═════ DATASET ENTRIES ═════
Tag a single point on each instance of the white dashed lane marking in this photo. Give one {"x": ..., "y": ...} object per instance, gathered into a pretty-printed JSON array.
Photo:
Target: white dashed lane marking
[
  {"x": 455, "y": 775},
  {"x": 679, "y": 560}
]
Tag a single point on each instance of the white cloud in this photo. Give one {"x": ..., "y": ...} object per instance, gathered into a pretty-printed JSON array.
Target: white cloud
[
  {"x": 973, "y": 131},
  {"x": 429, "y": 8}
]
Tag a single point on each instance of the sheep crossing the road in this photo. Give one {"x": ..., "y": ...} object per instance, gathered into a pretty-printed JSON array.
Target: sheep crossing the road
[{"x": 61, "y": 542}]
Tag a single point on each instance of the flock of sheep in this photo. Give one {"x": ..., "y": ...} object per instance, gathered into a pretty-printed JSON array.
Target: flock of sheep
═════
◆ AIM ◆
Rewrite the lines above with every "Target" changed to "Label", keeping everything else the same.

◆ OUTPUT FOR THIS TASK ◆
Tag a single point on each instance of the white dashed lane marking in this photo. Give one {"x": ..., "y": ...} object per instance, gathered into a pretty-printed JSON array.
Photo:
Label: white dashed lane marking
[
  {"x": 455, "y": 775},
  {"x": 679, "y": 560}
]
Tag a single point on each instance of the white cloud in this photo. Give one {"x": ..., "y": ...} object per instance, gathered into a pretty-printed JSON array.
Label: white cloud
[
  {"x": 973, "y": 131},
  {"x": 429, "y": 8}
]
Tag a single point on each instance of the sheep crossing the road in this photo. Give one {"x": ..., "y": ...} object per instance, gathered into a pretty-printed JSON array.
Label: sheep crossing the road
[{"x": 61, "y": 542}]
Tag a single point on each instance of the flock of sheep in this photo. Give one {"x": ..., "y": ...} object per instance, gathered into a pretty-printed JSON array.
Label: flock of sheep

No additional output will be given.